- What the task requires:
In the article below about the Break It Off campaign, list everything the sentence beginning "The app also monitors" says the app tracks.

### Selected passage

STORY AND PHOTOS BY DARYLL HINVES

Breaking up is hard to do, but it’s even harder when you’re letting go of the thing you depend on to get through the day.

The Break It Off campaign is travelling across Canada to share tools and advice for people who want to end their love affair with cigarettes.

Beginning in Halifax last August, the campaign made pitstops at 23 locations across Canada before stopping at Trafalgar Campus on Monday to let smokers know that while quitting is hard to do, support is not hard to find.

Outfitted with televisions, interactive activities, tips for quitting and more, the Break It Off trailer gave Sheridan students a chance to become a face of the campaign.

Lindsay Nicholls, a second-year Child and Youth Worker student, participated in the interactive campaign.

“You enter the trailer and you’re asked the question, ‘What would you do with $2,000?’ and you write your answer on a whiteboard,” she said. “They take your photo with your answer, and it’s put on the website and becomes a part of the campaign video.”

Students filed into the Break It Off tour trailer and revealed what they would do with an extra $2,000

Students filed into the Break It Off tour trailer and revealed what they would do with an extra $2,000

Along with the cross-country tour, Break It Off created a free mobile app for phones and tablets to help smokers closely monitor their paths to a smoke-free life.

“Through the app, we monitor lots of things about the smoker,” said Loic Savage, Break It Off’s marketing co-ordinator. “When the user is craving a smoke, they input why they want to have a smoke, or what’s triggering their cravings.

The app also monitors how often users reach for cigarettes when they’re stressed, how much money they have saved since taking the challenge, how many days since they last caved to the crave and how much time they’ve spent smoking.

If users are struggling with their urge to smoke, the app offers a chance to communicate with a “Quit Coach,” a confidential, free quitting hotline.

“We really give you all the values and all of the factors that make you smoke, so you can learn about your habits and change your life by quitting smoking,” said Savage.

Savage knows what it takes to get someone to quit smoking; his father struggled with the difficult task.

######
### Dataset rows

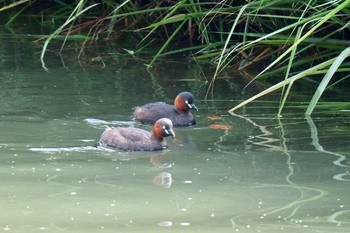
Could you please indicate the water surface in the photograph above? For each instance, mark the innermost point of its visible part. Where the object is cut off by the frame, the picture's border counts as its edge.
(249, 172)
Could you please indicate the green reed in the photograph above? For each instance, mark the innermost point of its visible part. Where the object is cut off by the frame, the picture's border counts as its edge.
(280, 38)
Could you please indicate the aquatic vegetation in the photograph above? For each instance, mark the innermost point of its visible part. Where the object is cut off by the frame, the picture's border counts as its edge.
(280, 38)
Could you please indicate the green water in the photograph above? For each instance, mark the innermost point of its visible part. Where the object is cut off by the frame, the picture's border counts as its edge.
(262, 175)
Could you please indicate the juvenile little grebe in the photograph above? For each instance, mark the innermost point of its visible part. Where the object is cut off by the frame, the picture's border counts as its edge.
(134, 139)
(178, 113)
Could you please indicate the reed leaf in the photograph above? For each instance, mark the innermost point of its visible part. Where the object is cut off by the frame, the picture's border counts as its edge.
(322, 86)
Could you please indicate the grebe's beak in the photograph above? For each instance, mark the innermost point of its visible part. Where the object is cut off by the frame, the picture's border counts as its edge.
(169, 132)
(192, 106)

######

- The result:
- How often users reach for cigarettes when they're stressed
- How much money they have saved since taking the challenge
- How many days since they last caved to the crave
- How much time they've spent smoking